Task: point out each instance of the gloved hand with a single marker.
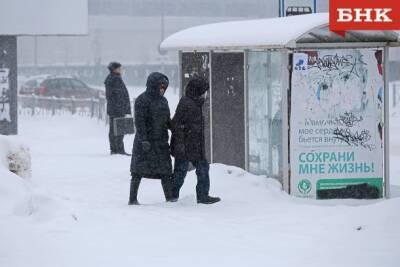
(146, 146)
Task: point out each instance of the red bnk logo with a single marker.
(345, 15)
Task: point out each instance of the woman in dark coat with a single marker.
(187, 142)
(151, 154)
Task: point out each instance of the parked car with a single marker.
(65, 87)
(298, 10)
(32, 84)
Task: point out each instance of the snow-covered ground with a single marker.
(73, 212)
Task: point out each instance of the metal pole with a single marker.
(246, 107)
(394, 96)
(35, 51)
(285, 121)
(280, 8)
(211, 111)
(386, 158)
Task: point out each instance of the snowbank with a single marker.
(15, 156)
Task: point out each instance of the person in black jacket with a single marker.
(187, 142)
(118, 105)
(151, 155)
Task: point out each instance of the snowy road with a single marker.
(77, 214)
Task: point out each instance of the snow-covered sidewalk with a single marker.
(74, 212)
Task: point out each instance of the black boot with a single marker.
(135, 182)
(166, 184)
(208, 200)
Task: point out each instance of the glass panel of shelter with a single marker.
(264, 80)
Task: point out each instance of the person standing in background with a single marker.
(118, 105)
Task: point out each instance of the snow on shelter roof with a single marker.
(268, 33)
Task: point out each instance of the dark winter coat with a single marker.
(152, 120)
(118, 103)
(187, 140)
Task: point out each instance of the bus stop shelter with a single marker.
(292, 100)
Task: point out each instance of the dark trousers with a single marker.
(202, 172)
(116, 142)
(135, 183)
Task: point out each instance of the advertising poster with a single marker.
(336, 123)
(4, 95)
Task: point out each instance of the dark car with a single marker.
(30, 86)
(62, 87)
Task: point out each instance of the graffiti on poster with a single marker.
(336, 122)
(4, 95)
--------------------------------
The problem
Copy every line of the data word for word, omitting the images.

Solved exercise
Task: point out each instance of the gloved hand with a single marker.
(146, 146)
Task: point out each instance of the red bnk logo with a single marker.
(345, 15)
Task: point out each instance of the woman in dark coat with a single marker.
(187, 142)
(151, 154)
Task: point out each instance of the parked car with a single marker.
(65, 87)
(298, 10)
(32, 84)
Task: point out each instance of the snow-covered ground with a single marker.
(73, 212)
Task: point out each instance of the metal pole with a single marker.
(246, 107)
(394, 96)
(35, 51)
(285, 121)
(280, 8)
(211, 111)
(386, 158)
Task: point out each instance of the snowbank with a single marker.
(15, 156)
Task: point out each instance of the person in black jacket with a single marker.
(187, 142)
(118, 105)
(151, 155)
Task: point out each instance of the snowy road with a single marker.
(77, 214)
Task: point out each instance of the snow-covered sidewalk with a single marker.
(74, 212)
Task: point out each instance of the black boot with a single marker.
(135, 182)
(166, 184)
(208, 200)
Task: point out each instance of the glass panel of shelter with a single marker.
(264, 80)
Task: point out each instance of the person standing in background with a single marker.
(118, 105)
Task: point out each instance of the snow on shelter roof with a single marker.
(268, 33)
Task: point out each instance of the dark winter coat with a single marker.
(152, 120)
(118, 103)
(187, 140)
Task: point out each instance of the bus stop shelter with a single marker.
(292, 100)
Task: point out each instance of the dark trousers with a single marker.
(202, 172)
(116, 142)
(135, 183)
Task: point out each instance of the advertising poster with a single marker.
(336, 123)
(4, 95)
Task: point out each instance of the dark car with a single marker.
(30, 86)
(62, 87)
Task: point out each instance of the graffiti on poster with a single marker.
(336, 122)
(4, 95)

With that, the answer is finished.